__Parts of the exercise__
#1 Reproduce the part of the text on equal opportunity in local authorities from "Furthermore, the stereotypical" up to and including "to defend them.".
#2 Carry on the text on equal opportunity in local authorities from its last sentence.

__Text extract__
§
Furthermore, the stereotypical perceptions of ethnic minority and women impact on the management structures which has left the responsibility of recruitment and promotion to line managers who leaves women far behind in the packing order despite the gender equality policies, (Cunningham, 2000).
The changing political and legislative climate introduced by the Conservative government in the 80’s was heavily criticized by Creegan et al. (2003). They postulate that it demonised and progressively undermined the power and resource of the local authority in the introduction of the EO policies. Furthermore, they reveal that the equal pay bargaining, downsizing and competitive tendering as the regimes that increased the difficult that affected the local authority promotion of equality. Cunningham (2000) mentions that the consequences of the above prove it hard for the trade unions to defend them.
Dickens, (1999), Jewson and Mason (1994) and Hoque and Noon (2001) expressed their concerns of the UK local authority failure to live up to its expectation of good practice despite a long established EO policy. On the one hand they, postulate that the local authority commitment to EO has not diminished and suggest that there has been an improvement in the recruitment of black and visible minority staff.
In contrast, Colgan, et al (2003) refutes the above claims and insist that the 1997-99 NPM exacerbated race discrimination rather than eliminating or at least amelioration within the organisation. Their observation was further supported by the complaints from the staff about racism in the local authority which the CRE intervened. Siebert (2009) noticed that the traditional prejudice that men perform and succeed more than their counter part in public life is a barrier identified in the Scottish local authority council. It is believed that gender mainstreaming emerged as a new quality strategy which advances gender equality. In addition, Wirth (2001) reveal that the reports from the international labour office suggest that half of the world workers are segregated. Anker (1998) mentions that gender based occupational segregation as responsible for women disadvantaged position in the labour market.
§
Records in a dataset
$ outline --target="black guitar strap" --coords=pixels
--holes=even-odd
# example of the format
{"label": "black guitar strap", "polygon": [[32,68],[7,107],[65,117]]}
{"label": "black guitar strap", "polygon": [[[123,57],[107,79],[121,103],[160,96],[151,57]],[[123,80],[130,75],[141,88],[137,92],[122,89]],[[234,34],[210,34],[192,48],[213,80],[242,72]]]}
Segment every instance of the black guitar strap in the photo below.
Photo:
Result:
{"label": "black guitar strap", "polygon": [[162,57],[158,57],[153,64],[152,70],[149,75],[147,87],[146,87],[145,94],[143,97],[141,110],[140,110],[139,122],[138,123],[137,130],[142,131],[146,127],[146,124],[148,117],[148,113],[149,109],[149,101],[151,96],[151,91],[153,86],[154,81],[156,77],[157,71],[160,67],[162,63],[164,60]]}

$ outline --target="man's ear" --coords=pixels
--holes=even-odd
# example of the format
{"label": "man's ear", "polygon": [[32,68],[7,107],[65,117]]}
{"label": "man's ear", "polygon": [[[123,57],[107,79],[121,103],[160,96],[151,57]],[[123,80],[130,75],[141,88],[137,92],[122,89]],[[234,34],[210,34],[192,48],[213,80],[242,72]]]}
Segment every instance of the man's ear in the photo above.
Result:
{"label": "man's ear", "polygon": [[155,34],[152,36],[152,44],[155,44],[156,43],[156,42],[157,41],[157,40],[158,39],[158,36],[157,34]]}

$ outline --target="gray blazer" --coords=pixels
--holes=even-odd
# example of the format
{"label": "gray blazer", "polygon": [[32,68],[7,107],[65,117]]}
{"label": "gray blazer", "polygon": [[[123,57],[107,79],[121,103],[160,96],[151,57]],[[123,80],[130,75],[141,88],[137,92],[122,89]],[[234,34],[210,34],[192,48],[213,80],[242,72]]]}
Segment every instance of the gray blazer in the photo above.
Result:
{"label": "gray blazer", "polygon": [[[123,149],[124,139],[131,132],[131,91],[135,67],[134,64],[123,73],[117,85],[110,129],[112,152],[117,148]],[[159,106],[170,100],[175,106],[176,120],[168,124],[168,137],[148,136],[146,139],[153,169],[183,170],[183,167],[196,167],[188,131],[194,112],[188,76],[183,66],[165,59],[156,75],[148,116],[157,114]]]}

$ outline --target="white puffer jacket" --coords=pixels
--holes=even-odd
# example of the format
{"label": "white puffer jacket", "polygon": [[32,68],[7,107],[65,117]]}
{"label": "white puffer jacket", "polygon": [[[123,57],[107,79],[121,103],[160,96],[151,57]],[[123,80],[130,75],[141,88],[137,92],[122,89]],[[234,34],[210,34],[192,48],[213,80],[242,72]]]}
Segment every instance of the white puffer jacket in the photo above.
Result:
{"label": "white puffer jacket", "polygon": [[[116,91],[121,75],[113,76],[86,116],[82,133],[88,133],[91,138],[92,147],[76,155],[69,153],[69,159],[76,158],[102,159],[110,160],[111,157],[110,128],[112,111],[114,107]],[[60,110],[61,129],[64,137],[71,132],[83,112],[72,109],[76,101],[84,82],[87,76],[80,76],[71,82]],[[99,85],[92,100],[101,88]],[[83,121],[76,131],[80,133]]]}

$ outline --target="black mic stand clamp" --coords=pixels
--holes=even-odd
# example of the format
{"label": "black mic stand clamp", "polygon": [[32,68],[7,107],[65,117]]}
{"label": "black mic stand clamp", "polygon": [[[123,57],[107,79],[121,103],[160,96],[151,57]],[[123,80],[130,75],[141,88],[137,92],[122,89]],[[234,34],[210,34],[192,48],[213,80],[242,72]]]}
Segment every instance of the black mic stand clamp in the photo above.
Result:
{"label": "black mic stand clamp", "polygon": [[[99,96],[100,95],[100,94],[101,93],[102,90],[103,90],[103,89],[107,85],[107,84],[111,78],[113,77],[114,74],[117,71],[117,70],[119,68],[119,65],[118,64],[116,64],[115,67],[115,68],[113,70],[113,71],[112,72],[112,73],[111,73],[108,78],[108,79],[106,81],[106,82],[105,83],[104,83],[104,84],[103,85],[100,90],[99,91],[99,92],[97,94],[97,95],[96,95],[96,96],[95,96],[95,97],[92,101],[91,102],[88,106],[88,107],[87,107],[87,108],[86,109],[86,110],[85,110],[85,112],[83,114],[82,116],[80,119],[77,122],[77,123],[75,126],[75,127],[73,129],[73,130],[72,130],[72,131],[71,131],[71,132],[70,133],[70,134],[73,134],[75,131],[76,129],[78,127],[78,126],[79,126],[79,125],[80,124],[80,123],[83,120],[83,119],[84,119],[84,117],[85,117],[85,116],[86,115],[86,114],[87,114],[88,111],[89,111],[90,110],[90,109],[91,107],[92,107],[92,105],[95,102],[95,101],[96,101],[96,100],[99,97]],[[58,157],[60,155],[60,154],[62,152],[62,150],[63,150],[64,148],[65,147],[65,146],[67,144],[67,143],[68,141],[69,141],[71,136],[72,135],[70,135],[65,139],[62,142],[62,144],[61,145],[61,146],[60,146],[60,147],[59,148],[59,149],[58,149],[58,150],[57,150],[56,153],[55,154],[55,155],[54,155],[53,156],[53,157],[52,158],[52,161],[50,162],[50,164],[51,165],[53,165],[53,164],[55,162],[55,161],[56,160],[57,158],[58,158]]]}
§
__Results by task__
#1
Furthermore, the stereotypical perceptions of ethnic minority and women impact on the management structures which has left the responsibility of recruitment and promotion to line managers who leaves women far behind in the packing order despite the gender equality policies, (Cunningham, 2000).
The changing political and legislative climate introduced by the Conservative government in the 80’s was heavily criticized by Creegan et al. (2003). They postulate that it demonised and progressively undermined the power and resource of the local authority in the introduction of the EO policies. Furthermore, they reveal that the equal pay bargaining, downsizing and competitive tendering as the regimes that increased the difficult that affected the local authority promotion of equality. Cunningham (2000) mentions that the consequences of the above prove it hard for the trade unions to defend them.

#2
Following the intervention by the CRE the local authority acknowledged the findings and evidence that suggested that it discriminated against the black and visibly minority and women, (Council 1999). The CRE intervention prompted a call to reinstate good practice in the local authority which was unanimously backed by all political parties in 1998. They suggest that the focus should be to eliminate institutionalised racism in the local authority employment practice. Council, (1999) also state that women highlighted the existence of discrimination within the local authority organisations on the grounds of sex. The council reported that women felt that the organisation stumbling block was a culture of white men predominance. They postulate that the majority of senior positions were held by white men leaving women in the shadows. Furthermore, they see the culture as that which is influenced by white men who measured the effectiveness of their staff on the grounds of how long they have been here; how loyal you are (i.e. not a whistle blower); how cynical you are; and how much you drink.
The revelations by the council women staff discrimination on the grounds of gender and sex suggest that line managers has adverse problems to the local authority management that contribute to gender and sex discrimination, (Glea 2000). What emerges from the above notion is that the local authority has failed to sufficiently challenge and eradicate race, gender and sex discrimination and to promote real transformation. Again, the perceived experiences by black minority ethnic, visibly minority and women remain a dent in the local authority council image in the challenge and amelioration of institutionalised discrimination. Aspinall and Mitton (2007) argued that CRE (2002) guidance set out clearly that the local council has the duty to promote the race equality, measure the progress and assessing impacts of the minority groups’ applications. Similarly, O’Cinneide (2005) concedes that the race equality as a framework seeks to promote equality to participation, equal worth as different human beings, mutual respect and representation to alleviate the impact of economic inequalities.
Jewson and Mason (1994) joined the chorus and eloquently expressed their disappointment about the companies who adopt EO policies and not put them into practice thereby becoming perpetuators of discrimination in work places. To substantiate their concern they reveal that local authorities that do not action EO policies undermine equality and equal opportunity for minority groups and women promotion to management.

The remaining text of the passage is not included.